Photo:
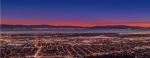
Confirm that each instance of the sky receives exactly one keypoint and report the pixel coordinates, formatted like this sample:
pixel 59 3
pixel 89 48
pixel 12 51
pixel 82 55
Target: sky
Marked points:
pixel 76 12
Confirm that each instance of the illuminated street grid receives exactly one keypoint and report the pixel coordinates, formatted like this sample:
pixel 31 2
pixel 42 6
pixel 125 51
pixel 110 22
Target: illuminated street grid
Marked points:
pixel 71 45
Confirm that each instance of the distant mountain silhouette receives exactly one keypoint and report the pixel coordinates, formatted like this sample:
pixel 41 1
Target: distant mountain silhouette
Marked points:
pixel 32 27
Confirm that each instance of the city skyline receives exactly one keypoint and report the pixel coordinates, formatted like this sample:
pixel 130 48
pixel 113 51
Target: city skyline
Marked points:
pixel 76 12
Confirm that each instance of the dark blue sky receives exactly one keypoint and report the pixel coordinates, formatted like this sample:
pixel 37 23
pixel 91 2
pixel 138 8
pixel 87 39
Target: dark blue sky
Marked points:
pixel 79 12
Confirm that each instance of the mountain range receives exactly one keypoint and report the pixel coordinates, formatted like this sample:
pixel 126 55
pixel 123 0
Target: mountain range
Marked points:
pixel 47 27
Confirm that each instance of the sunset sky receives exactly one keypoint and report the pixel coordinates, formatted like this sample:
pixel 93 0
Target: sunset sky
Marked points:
pixel 76 12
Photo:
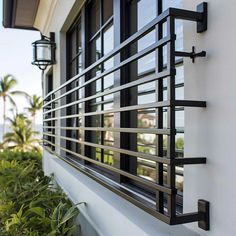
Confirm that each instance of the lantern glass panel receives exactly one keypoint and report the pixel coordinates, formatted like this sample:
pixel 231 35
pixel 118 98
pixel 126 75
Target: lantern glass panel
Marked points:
pixel 44 52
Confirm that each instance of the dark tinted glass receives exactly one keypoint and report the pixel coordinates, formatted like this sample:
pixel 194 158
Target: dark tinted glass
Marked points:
pixel 94 16
pixel 107 9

Work item: What should appear is an exact copy of the lines from the one containing "pixel 126 55" through the last line of the records above, pictures excluded.

Task result:
pixel 126 55
pixel 123 0
Target: mountain range
Marked points:
pixel 47 27
Confirm that each instance of the sunset sky receives exactly one keypoint and report the pixel coordinates, formatted like this sample:
pixel 93 0
Target: sunset sky
Marked points:
pixel 76 12
Photo:
Confirm that each instance of the lantern glass panel receives exactly one keypoint and report the pixel coordinates, formatted like this sample:
pixel 231 35
pixel 118 98
pixel 126 75
Target: lantern glass panel
Marked points:
pixel 44 52
Confirm that each instance of the dark tinted glass receives exactly one keypoint and report the pixel coordinates, formatted like this sample:
pixel 194 158
Target: dark tinted glass
Marked points:
pixel 94 16
pixel 107 9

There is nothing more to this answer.